§ TASK PROMPT
Return the listing below as a JSON list of strings, one string per line, with blank lines omitted.

......

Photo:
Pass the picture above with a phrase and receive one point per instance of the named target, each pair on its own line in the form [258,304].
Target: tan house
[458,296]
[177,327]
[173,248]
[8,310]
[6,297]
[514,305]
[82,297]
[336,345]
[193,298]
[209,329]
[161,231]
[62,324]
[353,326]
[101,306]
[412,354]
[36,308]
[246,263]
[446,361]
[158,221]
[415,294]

......

§ RESPONSE TO THE EXERCISE
[
  "Photo:",
  "Pass the picture above with a phrase and receive one point per instance of the named target, each pair on its own line in the form [258,304].",
  "Target: tan house",
  "[458,296]",
  "[177,327]",
  "[173,248]",
  "[8,310]",
  "[6,297]",
  "[514,305]",
  "[82,297]",
  "[336,345]",
  "[193,298]",
  "[209,329]",
  "[161,231]",
  "[62,324]",
  "[353,326]",
  "[101,306]",
  "[412,354]",
  "[36,308]",
  "[246,263]",
  "[446,361]",
  "[158,221]",
  "[415,294]"
]